▶

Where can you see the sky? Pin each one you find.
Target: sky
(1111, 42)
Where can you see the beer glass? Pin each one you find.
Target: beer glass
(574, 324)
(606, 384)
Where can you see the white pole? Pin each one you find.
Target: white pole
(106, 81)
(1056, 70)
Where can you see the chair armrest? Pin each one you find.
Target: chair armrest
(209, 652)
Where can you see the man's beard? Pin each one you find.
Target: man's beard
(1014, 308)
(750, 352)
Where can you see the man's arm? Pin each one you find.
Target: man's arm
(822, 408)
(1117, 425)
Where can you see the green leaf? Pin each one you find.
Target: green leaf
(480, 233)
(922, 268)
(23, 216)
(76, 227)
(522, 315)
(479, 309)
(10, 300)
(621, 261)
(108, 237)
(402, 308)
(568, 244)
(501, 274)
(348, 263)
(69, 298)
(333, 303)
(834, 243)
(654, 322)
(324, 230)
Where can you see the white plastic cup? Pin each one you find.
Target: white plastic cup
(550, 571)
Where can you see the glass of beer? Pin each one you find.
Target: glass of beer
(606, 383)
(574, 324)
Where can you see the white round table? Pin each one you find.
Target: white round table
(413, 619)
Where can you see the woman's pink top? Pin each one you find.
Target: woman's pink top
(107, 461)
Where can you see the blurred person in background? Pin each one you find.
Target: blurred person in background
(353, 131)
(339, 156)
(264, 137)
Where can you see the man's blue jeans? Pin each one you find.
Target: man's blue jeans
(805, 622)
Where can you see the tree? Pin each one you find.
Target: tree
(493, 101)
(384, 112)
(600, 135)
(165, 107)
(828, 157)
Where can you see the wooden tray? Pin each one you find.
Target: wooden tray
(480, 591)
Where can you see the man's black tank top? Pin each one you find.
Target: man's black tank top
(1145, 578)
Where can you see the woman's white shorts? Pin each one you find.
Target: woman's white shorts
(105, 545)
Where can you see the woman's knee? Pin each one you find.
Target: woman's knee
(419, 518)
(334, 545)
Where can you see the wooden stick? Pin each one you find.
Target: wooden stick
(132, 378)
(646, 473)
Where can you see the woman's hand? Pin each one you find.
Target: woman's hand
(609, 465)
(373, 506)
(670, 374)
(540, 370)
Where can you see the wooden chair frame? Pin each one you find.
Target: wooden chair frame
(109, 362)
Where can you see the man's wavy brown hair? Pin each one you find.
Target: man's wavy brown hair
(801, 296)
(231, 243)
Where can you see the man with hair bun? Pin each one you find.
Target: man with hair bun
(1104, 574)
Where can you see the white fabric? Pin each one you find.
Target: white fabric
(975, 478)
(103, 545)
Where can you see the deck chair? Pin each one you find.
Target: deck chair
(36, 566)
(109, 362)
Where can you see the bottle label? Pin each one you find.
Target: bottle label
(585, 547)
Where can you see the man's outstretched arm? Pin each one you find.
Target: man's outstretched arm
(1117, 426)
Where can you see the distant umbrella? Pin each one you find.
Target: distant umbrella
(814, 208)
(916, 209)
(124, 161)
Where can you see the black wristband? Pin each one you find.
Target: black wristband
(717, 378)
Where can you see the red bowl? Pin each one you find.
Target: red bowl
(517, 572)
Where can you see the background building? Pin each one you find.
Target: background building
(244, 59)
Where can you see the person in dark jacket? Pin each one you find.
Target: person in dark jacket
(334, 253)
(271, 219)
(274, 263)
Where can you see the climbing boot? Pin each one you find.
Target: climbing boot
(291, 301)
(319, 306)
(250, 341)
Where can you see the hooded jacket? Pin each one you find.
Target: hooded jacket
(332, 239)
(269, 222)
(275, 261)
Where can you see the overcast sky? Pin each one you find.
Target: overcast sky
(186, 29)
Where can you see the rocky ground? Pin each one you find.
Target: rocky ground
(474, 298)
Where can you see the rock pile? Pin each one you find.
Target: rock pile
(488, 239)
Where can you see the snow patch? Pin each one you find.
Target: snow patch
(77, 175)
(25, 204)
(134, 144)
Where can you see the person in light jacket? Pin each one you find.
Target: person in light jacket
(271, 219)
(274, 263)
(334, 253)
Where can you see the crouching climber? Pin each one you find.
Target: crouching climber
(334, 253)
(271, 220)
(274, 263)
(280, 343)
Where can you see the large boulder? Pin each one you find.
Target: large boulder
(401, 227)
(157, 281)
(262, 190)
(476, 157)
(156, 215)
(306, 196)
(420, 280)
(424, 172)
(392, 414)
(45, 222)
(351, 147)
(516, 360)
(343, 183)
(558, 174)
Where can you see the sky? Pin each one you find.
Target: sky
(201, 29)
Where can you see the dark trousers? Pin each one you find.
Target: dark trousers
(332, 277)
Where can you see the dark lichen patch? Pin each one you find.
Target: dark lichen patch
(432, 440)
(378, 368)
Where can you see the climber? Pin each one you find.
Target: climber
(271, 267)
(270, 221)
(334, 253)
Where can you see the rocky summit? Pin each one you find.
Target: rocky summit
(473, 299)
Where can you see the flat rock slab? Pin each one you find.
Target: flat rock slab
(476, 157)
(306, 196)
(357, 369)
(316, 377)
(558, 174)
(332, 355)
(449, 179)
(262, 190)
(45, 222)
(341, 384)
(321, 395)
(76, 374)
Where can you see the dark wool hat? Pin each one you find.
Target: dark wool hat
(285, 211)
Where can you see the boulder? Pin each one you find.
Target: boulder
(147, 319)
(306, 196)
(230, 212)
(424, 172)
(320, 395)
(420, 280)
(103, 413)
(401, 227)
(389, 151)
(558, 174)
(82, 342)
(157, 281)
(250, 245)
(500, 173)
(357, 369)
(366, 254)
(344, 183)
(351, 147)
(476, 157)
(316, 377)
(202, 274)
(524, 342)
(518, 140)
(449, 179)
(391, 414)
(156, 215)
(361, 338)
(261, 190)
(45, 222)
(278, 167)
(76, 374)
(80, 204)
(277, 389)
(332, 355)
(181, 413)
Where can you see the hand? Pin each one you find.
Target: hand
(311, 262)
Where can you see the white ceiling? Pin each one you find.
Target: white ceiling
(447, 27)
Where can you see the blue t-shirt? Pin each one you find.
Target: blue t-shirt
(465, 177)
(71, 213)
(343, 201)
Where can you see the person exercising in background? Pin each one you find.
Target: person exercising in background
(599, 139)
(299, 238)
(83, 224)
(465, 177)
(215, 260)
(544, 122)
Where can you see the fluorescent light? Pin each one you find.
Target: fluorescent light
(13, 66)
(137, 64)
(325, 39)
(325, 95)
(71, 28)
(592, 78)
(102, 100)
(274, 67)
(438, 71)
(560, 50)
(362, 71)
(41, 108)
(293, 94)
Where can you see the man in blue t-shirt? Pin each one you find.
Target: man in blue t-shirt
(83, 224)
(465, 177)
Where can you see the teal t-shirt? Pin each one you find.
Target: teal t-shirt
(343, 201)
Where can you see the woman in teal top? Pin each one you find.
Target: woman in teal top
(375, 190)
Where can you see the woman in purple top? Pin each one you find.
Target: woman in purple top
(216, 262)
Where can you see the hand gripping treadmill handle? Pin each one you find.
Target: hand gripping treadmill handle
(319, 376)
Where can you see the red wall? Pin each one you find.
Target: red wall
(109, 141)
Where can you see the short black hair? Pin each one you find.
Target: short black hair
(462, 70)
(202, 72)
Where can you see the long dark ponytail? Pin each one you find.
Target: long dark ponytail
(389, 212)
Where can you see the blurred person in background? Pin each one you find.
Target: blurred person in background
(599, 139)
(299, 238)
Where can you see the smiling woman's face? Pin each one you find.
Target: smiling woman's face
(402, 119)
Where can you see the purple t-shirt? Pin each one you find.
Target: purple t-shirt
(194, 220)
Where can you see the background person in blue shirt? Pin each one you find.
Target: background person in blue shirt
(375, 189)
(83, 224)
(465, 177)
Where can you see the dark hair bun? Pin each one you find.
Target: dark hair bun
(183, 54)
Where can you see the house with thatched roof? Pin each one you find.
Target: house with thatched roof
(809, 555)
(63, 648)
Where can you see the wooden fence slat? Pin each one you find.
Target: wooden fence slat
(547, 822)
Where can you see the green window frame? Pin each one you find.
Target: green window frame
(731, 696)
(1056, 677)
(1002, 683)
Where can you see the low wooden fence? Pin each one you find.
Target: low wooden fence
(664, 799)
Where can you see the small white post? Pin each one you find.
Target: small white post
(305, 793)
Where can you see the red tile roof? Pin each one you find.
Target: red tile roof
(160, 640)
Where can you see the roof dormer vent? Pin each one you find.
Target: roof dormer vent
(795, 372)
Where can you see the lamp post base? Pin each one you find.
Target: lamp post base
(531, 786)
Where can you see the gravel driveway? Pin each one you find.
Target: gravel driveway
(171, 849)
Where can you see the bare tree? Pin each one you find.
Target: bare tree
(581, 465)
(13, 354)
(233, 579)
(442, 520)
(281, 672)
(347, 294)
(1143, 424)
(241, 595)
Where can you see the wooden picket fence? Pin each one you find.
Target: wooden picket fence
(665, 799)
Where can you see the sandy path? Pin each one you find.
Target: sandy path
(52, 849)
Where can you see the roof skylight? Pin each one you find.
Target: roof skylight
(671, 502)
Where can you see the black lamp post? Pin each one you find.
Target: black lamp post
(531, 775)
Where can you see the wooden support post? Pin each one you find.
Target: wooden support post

◀

▸ **Exercise instructions**
Only the lines from the one that contains "Where can you see the small" to the end of the entries above should be given again, exactly and in full.

▸ **Written reply**
Where can you see the small white post? Pin each one you find.
Target: small white post
(305, 793)
Where can you see the red tile roof? Pin each one you find.
Target: red tile roof
(160, 640)
Where can you see the roof dormer vent? Pin each one you find.
Target: roof dormer vent
(795, 372)
Where can you see the lamp post base? Pin each one you find.
Target: lamp post base
(531, 786)
Where can you see the gravel driveway? Pin each one you find.
Target: gravel driveway
(171, 849)
Where can you see the bare tree? Pin each one you find.
Target: bare tree
(581, 465)
(13, 354)
(233, 579)
(442, 520)
(281, 672)
(347, 294)
(1143, 424)
(241, 595)
Where can you see the wooden picket fence? Pin each one you find.
Target: wooden picket fence
(665, 799)
Where can you see the sandy path? Pin each one you find.
Target: sandy path
(52, 849)
Where can you see the roof skylight? Pin each one you find.
Target: roof skylight
(671, 502)
Where can you see the black lamp post? Pin each one you find.
Target: black lamp post
(531, 775)
Where can you see the wooden support post? Pin each one you find.
Target: wooden support post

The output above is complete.